> [Document]
PLT Preserves 500 acres of Grasslands
Toad Hill Ranch conservation easement is the latest successful project of PLT’s West Placer Habitat Protection Program
By Bob Cooley-Gilliom
On March 14, Placer Land Trust recorded a conservation easement on 500 acres of grasslands that are a part of the “Toad Hill Ranch” north of Roseville.
This is the fourth completed project of PLT’s West Placer Habitat Protection Program, which is designed to protect vernal pool habitat, grasslands, and grazing land in western Placer County.
Signature Properties granted the easement to PLT to permanently protect the property, formerly owned by the Griswold family. Bert Lefty of B&B Livestock leases the grazing rights to the property, and will work with Signature and PLT to create a range management plan designed to permanently protect the property’s habitat values and agricultural production.
“We are extremely pleased to protect this property for many reasons,” said PLT Executive Director Jeff Darlington.
“Not only does this project support our mission of protecting natural and agricultural lands, but it also connects to other preserved land, making a larger block of protected open space.”
Toad Hill Ranch is adjacent to the City of Roseville’s 1,700-acre “Reason Farms Environmental Preserve”. The portion of Toad Hill Ranch preserved by PLT is directly adjacent to the 227 acres of Reason Farms that PLT preserved last year (also by conservation easement).
PLT hopes to work with Signature Properties and Westpark Associates to preserve the entirety of Toad Hill Ranch, 1,664 acres in all. If successful, Toad Hill Ranch would become the key link to create a block of preserved open space in excess of 2,500 acres.
PLT will fund the easement and long-term land stewardship through it’s West Placer Habitat Protection Program.
Shutamul Bear River Preserve Enlarged
On January 6, Placer Land Trust added 17 acres to our Shutamul Bear River Preserve, increasing the size of this spectacular riverfront property on the Bear River to 40 acres.

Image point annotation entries
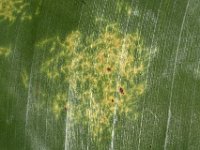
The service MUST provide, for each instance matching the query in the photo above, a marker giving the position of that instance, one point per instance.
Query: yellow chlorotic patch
(96, 74)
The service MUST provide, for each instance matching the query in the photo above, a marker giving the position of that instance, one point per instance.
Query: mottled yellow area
(100, 73)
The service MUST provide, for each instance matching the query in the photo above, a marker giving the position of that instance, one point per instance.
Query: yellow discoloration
(100, 71)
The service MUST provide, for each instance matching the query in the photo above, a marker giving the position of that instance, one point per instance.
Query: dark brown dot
(108, 69)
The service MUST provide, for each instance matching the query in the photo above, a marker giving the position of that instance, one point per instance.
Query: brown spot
(121, 90)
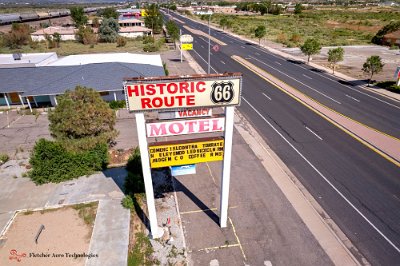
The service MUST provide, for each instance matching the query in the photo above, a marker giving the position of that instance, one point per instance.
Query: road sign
(187, 46)
(159, 93)
(185, 127)
(186, 38)
(186, 153)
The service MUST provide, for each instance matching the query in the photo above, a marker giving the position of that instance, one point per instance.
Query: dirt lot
(65, 233)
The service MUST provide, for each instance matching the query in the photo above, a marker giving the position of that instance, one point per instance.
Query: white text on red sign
(182, 127)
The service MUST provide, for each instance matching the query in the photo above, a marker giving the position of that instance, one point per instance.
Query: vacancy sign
(184, 127)
(186, 153)
(146, 94)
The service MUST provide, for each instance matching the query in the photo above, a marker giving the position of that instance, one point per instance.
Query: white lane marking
(323, 94)
(361, 92)
(326, 179)
(204, 60)
(357, 100)
(265, 95)
(315, 134)
(214, 263)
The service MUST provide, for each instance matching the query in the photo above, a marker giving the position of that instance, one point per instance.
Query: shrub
(51, 162)
(3, 158)
(117, 104)
(121, 41)
(127, 202)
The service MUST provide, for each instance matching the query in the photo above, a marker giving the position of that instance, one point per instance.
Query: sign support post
(180, 34)
(156, 232)
(226, 168)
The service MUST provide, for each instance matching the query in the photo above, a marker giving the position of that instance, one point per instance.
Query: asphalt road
(359, 189)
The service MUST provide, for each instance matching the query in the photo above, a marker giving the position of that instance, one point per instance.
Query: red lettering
(184, 87)
(190, 100)
(204, 125)
(157, 131)
(178, 130)
(145, 103)
(198, 86)
(215, 126)
(130, 90)
(191, 125)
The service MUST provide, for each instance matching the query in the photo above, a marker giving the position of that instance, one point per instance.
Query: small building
(130, 22)
(67, 33)
(39, 86)
(134, 31)
(392, 38)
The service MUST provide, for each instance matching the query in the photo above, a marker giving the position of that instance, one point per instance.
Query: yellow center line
(237, 238)
(206, 210)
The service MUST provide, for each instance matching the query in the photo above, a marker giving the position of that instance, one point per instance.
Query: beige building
(66, 33)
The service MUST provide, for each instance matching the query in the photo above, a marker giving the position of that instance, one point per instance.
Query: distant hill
(44, 2)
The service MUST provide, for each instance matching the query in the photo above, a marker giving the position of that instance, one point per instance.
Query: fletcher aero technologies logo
(15, 256)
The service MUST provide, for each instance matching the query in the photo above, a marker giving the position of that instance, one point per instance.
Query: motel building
(35, 80)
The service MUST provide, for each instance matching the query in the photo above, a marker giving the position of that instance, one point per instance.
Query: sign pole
(209, 44)
(156, 232)
(180, 34)
(226, 169)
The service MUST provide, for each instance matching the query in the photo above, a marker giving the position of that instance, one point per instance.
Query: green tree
(108, 31)
(310, 47)
(335, 55)
(78, 16)
(223, 22)
(260, 32)
(57, 39)
(372, 66)
(81, 120)
(109, 12)
(18, 36)
(153, 20)
(298, 8)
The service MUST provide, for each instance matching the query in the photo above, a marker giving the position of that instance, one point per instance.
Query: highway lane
(372, 110)
(362, 178)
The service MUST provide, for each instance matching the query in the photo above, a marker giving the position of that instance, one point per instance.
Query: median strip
(385, 145)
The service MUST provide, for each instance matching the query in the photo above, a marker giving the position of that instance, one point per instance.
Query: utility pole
(209, 44)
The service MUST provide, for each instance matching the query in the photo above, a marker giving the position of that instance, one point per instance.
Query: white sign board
(184, 127)
(185, 113)
(183, 170)
(211, 91)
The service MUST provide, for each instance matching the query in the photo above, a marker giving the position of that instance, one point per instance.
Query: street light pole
(209, 44)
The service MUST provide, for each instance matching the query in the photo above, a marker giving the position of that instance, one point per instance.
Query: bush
(121, 41)
(127, 202)
(117, 104)
(51, 162)
(3, 158)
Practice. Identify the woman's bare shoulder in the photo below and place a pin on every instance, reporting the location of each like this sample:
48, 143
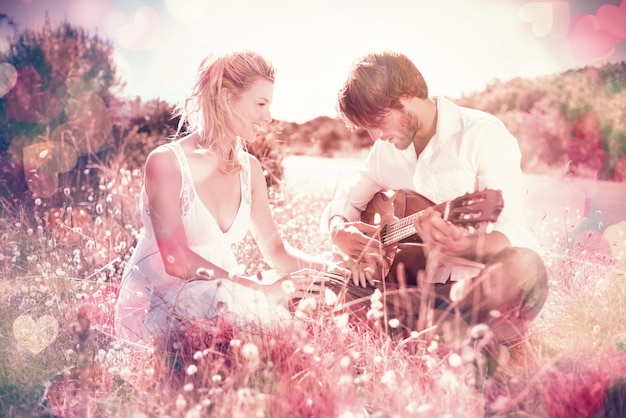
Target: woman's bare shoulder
161, 161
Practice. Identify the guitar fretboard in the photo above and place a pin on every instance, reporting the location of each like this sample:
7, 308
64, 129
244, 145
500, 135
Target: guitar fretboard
404, 228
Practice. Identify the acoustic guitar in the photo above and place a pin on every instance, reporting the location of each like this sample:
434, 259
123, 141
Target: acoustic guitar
396, 212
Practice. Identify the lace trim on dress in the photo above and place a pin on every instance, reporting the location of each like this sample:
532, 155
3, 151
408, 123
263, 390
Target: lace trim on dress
186, 190
244, 160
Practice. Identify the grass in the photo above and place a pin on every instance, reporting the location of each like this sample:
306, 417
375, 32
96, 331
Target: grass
66, 264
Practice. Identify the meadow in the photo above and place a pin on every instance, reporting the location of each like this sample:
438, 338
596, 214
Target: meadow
59, 357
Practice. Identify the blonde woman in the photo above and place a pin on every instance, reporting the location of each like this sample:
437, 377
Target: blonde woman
202, 193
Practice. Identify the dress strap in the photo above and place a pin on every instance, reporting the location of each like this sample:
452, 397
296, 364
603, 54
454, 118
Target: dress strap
186, 190
246, 183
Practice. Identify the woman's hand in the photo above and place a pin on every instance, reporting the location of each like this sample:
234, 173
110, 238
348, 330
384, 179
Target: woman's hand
300, 285
356, 239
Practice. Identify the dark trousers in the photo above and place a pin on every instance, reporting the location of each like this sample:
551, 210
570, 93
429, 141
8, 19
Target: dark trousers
501, 300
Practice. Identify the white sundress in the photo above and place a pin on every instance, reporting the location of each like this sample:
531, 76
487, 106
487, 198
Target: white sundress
152, 303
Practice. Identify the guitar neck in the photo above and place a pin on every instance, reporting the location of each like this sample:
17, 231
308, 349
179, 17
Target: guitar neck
404, 228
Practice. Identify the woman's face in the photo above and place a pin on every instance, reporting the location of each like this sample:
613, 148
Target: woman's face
254, 107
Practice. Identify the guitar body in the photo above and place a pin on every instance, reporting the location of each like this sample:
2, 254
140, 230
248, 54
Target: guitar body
386, 208
395, 212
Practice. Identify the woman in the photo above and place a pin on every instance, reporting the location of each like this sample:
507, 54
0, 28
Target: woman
203, 192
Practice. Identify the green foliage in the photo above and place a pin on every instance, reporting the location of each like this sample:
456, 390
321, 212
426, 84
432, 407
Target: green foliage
542, 113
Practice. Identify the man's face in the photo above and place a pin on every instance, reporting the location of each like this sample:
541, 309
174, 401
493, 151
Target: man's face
403, 127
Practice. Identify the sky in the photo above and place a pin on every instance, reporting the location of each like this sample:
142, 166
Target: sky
460, 46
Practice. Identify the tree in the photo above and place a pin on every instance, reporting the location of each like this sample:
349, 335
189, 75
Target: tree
56, 119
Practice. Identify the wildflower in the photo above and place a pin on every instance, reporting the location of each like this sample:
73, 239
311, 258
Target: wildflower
389, 379
192, 369
181, 403
345, 362
250, 352
341, 321
455, 360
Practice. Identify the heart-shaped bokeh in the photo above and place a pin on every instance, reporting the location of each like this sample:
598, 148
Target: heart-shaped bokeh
143, 33
613, 19
546, 18
589, 40
8, 78
43, 161
33, 335
26, 102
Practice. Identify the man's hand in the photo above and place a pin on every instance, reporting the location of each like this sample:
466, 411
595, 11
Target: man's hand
449, 239
355, 239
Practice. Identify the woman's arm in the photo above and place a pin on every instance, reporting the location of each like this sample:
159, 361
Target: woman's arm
163, 185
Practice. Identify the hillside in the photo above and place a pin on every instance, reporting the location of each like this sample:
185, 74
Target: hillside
572, 122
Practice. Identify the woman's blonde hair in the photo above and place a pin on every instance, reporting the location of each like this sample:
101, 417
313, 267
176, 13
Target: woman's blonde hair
208, 110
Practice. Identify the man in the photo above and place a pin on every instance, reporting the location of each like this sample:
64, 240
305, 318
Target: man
485, 275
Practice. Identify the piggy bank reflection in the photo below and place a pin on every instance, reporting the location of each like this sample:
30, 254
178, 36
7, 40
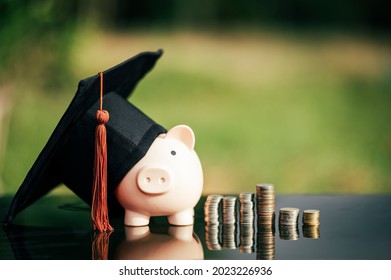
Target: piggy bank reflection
179, 243
167, 181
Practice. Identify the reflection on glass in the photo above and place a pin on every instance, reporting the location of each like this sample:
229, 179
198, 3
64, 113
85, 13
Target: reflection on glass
289, 232
246, 244
180, 242
229, 240
265, 242
311, 231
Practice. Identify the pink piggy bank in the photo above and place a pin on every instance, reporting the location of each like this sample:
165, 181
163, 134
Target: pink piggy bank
167, 181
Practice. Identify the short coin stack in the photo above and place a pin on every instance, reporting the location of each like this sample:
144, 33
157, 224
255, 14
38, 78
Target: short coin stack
289, 216
311, 217
246, 238
311, 223
266, 243
229, 236
265, 204
246, 211
229, 213
288, 221
289, 232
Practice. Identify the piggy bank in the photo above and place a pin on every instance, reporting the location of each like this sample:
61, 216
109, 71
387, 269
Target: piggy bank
179, 243
167, 181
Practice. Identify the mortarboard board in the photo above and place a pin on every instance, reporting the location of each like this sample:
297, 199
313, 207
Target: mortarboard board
68, 156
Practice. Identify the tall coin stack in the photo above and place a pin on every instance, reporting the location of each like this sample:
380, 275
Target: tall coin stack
311, 223
288, 223
229, 213
246, 211
246, 208
211, 217
265, 204
229, 221
266, 243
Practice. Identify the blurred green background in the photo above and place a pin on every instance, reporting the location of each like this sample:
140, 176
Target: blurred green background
296, 93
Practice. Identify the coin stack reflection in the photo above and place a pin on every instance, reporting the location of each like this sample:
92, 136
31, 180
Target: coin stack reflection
246, 238
266, 243
265, 204
246, 211
229, 236
211, 217
311, 223
288, 223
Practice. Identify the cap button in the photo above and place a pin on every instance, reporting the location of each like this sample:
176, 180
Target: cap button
102, 116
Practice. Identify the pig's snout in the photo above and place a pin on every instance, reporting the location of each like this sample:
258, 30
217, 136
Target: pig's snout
154, 180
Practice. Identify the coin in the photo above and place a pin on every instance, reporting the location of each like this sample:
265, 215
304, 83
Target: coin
211, 208
265, 204
289, 216
246, 209
311, 217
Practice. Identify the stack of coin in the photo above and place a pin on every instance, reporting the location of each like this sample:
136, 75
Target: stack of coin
311, 223
289, 216
229, 213
311, 217
311, 231
212, 237
246, 238
265, 243
211, 208
246, 209
229, 236
289, 232
265, 204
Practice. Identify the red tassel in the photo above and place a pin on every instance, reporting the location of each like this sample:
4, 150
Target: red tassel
99, 211
100, 245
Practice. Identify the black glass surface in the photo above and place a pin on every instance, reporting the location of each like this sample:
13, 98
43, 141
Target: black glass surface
354, 227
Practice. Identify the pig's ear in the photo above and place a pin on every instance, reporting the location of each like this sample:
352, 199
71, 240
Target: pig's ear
183, 133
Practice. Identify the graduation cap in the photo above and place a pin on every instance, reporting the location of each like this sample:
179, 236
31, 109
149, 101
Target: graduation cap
68, 156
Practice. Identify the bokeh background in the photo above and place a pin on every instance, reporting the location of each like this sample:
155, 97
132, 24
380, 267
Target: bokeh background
296, 93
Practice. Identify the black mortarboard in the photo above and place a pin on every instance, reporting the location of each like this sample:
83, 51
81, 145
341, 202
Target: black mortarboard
68, 156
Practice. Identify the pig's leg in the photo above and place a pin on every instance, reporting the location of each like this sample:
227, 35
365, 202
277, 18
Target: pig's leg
135, 219
185, 217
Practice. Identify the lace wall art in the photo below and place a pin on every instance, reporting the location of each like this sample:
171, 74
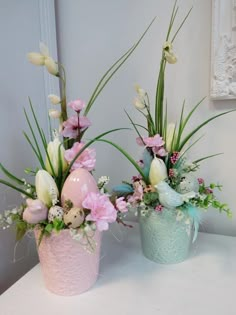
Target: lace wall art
223, 67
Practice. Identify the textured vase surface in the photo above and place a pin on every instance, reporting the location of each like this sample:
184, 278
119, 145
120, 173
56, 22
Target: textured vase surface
68, 269
164, 239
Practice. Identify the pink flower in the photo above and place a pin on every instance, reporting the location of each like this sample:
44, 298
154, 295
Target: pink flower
200, 181
102, 210
87, 159
77, 105
159, 208
138, 193
71, 125
156, 143
35, 212
208, 191
174, 158
121, 204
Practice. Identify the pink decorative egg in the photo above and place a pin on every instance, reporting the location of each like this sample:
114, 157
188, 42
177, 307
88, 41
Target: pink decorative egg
76, 187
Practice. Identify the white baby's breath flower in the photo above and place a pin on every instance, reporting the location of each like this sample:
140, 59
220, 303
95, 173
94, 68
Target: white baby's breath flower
139, 104
54, 99
140, 91
54, 113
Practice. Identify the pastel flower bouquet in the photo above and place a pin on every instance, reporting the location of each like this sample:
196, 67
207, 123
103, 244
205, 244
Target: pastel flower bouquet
64, 206
167, 193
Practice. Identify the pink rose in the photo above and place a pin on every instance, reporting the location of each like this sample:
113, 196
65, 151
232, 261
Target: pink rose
35, 211
102, 210
77, 105
86, 160
121, 204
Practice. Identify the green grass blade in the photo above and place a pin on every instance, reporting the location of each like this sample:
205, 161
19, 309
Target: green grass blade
185, 121
138, 125
42, 136
200, 126
135, 164
11, 176
102, 79
86, 146
33, 135
16, 188
181, 25
136, 129
172, 19
34, 150
117, 66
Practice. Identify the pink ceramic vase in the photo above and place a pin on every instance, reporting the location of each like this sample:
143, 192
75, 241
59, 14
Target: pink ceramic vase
68, 269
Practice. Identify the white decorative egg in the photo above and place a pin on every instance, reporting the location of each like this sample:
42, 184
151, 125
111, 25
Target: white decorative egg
76, 187
74, 217
188, 183
55, 212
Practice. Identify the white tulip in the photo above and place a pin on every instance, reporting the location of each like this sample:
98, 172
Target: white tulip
53, 152
169, 136
51, 66
54, 113
36, 58
158, 171
170, 57
54, 99
139, 104
46, 188
141, 92
44, 49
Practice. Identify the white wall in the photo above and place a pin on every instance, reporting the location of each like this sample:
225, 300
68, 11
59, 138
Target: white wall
20, 32
93, 34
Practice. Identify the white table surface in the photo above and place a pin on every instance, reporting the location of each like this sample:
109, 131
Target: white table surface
128, 284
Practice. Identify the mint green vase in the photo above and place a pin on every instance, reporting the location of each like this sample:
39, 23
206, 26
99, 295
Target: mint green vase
165, 236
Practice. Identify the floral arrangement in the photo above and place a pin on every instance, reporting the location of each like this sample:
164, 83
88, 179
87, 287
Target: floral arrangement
46, 205
166, 179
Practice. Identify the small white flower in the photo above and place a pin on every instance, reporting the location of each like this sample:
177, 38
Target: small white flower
54, 99
141, 92
169, 53
54, 113
36, 59
44, 49
139, 104
180, 216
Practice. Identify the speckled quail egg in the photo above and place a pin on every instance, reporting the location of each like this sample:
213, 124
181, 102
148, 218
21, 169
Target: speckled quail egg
188, 183
74, 217
55, 212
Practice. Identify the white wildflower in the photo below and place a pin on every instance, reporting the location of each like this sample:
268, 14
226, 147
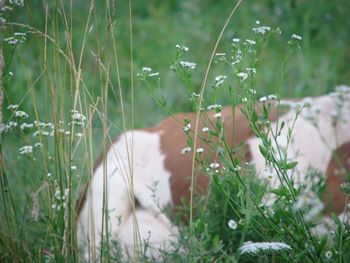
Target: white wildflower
187, 128
251, 70
254, 248
154, 74
217, 115
263, 99
77, 116
271, 97
186, 150
188, 65
252, 91
235, 62
28, 149
261, 30
26, 125
200, 150
214, 165
205, 129
21, 114
146, 69
250, 42
232, 224
296, 37
242, 75
12, 107
342, 89
219, 80
182, 47
214, 107
237, 168
38, 145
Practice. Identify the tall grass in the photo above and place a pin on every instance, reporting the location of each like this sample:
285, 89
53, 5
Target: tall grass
70, 72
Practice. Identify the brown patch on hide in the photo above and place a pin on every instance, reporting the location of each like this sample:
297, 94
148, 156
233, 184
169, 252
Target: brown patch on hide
173, 140
337, 173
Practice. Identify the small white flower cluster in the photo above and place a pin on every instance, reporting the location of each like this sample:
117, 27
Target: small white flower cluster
250, 42
17, 2
312, 205
242, 76
268, 98
221, 57
187, 65
182, 48
18, 38
261, 30
12, 107
296, 37
205, 129
8, 126
25, 125
295, 40
77, 118
187, 128
26, 150
219, 81
60, 199
341, 97
214, 165
258, 247
147, 73
21, 114
194, 96
186, 150
216, 107
232, 224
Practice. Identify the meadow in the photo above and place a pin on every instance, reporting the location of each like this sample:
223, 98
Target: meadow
77, 73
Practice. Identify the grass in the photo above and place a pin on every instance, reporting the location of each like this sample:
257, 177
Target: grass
76, 59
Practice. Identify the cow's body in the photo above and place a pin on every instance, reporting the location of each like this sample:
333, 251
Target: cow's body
161, 172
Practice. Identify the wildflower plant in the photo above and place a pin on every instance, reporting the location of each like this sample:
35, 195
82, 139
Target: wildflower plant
289, 220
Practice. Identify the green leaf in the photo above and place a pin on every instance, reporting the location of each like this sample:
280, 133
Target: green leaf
281, 191
291, 165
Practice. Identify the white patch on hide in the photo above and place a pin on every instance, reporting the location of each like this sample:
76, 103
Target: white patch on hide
151, 189
311, 146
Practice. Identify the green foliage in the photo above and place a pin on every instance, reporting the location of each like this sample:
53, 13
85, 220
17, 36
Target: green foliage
66, 55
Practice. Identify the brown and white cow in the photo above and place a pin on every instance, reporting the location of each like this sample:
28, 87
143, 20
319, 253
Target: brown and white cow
161, 171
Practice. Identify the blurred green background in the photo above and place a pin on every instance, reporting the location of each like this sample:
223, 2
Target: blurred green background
43, 80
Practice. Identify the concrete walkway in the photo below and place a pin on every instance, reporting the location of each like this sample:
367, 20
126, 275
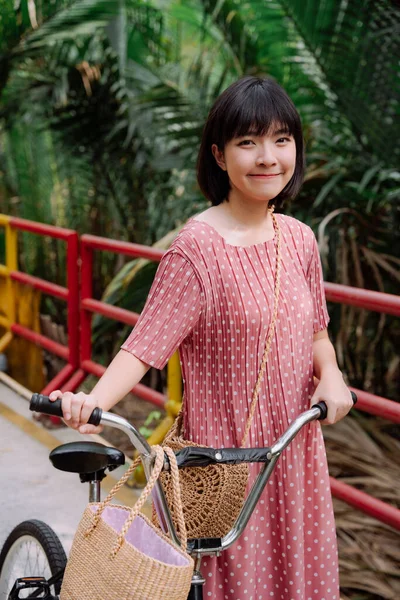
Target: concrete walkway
30, 487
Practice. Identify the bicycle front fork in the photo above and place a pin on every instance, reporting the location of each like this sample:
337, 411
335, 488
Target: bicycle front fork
196, 589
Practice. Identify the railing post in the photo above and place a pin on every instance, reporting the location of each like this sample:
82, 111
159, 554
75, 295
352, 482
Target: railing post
73, 298
86, 293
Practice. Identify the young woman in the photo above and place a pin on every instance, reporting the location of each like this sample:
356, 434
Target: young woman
213, 298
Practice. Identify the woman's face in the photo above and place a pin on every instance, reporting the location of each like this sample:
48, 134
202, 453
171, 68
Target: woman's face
258, 167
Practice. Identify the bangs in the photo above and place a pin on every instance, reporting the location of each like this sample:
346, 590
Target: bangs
259, 113
250, 106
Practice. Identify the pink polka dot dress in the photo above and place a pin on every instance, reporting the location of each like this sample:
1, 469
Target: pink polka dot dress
213, 301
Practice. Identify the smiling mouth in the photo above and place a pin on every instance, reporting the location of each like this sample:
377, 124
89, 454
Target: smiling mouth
263, 175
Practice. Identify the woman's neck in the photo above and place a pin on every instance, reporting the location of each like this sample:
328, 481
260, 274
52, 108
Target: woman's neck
247, 215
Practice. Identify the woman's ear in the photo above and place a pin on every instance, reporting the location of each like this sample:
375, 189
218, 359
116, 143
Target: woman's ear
219, 156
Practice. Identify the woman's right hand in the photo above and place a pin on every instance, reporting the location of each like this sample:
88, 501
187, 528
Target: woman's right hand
77, 409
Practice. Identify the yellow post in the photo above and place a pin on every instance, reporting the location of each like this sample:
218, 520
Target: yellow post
8, 307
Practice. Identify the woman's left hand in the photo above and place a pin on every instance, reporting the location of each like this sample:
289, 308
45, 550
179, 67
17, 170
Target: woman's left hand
336, 395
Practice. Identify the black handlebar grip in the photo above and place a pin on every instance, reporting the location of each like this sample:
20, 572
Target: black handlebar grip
324, 409
43, 404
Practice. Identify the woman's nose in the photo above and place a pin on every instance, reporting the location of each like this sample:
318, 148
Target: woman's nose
266, 156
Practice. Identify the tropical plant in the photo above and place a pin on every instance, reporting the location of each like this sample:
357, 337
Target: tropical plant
101, 108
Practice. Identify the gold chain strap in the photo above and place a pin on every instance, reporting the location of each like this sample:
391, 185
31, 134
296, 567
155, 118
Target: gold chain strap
270, 332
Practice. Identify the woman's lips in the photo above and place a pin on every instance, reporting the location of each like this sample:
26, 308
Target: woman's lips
262, 176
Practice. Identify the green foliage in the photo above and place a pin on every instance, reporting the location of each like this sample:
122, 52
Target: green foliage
102, 104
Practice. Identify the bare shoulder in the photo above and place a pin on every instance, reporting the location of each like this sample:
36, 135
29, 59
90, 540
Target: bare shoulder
210, 215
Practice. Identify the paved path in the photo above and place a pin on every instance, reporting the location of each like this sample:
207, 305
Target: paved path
30, 487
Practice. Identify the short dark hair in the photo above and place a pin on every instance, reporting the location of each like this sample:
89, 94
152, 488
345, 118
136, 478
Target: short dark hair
250, 104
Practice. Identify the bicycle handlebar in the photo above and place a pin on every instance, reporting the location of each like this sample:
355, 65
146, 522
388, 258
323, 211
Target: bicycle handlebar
43, 404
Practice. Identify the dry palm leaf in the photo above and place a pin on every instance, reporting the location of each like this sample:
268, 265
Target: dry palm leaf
362, 454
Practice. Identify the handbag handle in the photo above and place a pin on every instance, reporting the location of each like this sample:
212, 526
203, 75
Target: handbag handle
157, 468
268, 343
177, 426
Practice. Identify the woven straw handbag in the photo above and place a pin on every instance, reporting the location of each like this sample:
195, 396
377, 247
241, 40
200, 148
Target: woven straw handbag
213, 496
118, 554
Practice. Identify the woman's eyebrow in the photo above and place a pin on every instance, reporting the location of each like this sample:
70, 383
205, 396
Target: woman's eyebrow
281, 131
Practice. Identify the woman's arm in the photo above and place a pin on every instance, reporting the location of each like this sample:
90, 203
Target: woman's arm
331, 388
123, 373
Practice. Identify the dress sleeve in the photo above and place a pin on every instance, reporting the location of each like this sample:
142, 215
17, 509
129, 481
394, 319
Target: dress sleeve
316, 285
172, 309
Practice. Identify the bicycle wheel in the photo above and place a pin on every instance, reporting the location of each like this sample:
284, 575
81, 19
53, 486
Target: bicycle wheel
31, 550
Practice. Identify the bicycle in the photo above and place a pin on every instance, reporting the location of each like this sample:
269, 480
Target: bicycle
91, 460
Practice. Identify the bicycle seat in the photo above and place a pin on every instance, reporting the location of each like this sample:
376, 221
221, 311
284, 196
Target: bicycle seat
86, 457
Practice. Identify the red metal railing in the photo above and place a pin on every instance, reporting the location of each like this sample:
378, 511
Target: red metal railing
80, 315
70, 293
88, 306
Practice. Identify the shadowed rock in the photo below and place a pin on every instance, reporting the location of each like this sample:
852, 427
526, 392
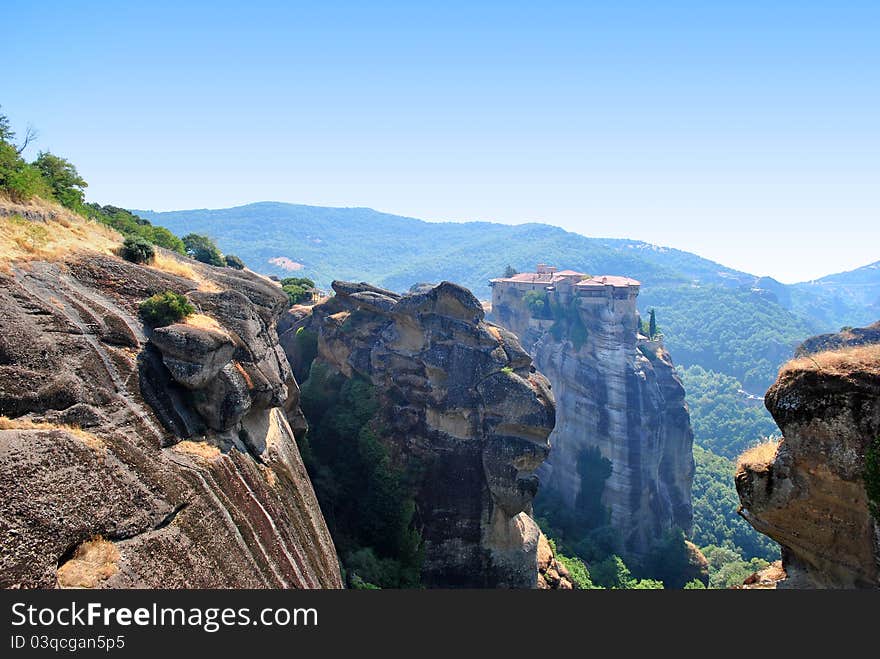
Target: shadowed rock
459, 397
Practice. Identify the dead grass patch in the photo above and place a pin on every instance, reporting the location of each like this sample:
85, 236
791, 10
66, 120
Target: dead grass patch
202, 321
53, 236
176, 266
94, 443
198, 449
862, 359
93, 561
758, 458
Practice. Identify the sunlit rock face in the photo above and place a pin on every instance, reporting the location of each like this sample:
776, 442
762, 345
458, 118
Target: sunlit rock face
616, 393
459, 397
159, 458
818, 496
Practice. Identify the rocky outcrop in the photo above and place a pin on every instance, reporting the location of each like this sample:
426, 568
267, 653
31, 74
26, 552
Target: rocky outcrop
855, 336
817, 495
167, 454
459, 397
616, 393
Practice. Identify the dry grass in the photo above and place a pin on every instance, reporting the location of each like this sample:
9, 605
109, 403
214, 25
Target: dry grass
94, 561
198, 449
758, 458
862, 359
86, 438
59, 234
180, 268
202, 321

> [Directions]
A. Reproduce word for word everything in the land trust article from "Toad Hill Ranch is" down to "Habitat Protection Program.".
B. Name every individual person identified by name in the land trust article.

> [Answer list]
A.
Toad Hill Ranch is adjacent to the City of Roseville’s 1,700-acre “Reason Farms Environmental Preserve”. The portion of Toad Hill Ranch preserved by PLT is directly adjacent to the 227 acres of Reason Farms that PLT preserved last year (also by conservation easement).
PLT hopes to work with Signature Properties and Westpark Associates to preserve the entirety of Toad Hill Ranch, 1,664 acres in all. If successful, Toad Hill Ranch would become the key link to create a block of preserved open space in excess of 2,500 acres.
PLT will fund the easement and long-term land stewardship through it’s West Placer Habitat Protection Program.

B. Bob Cooley-Gilliom, Bert Lefty, Jeff Darlington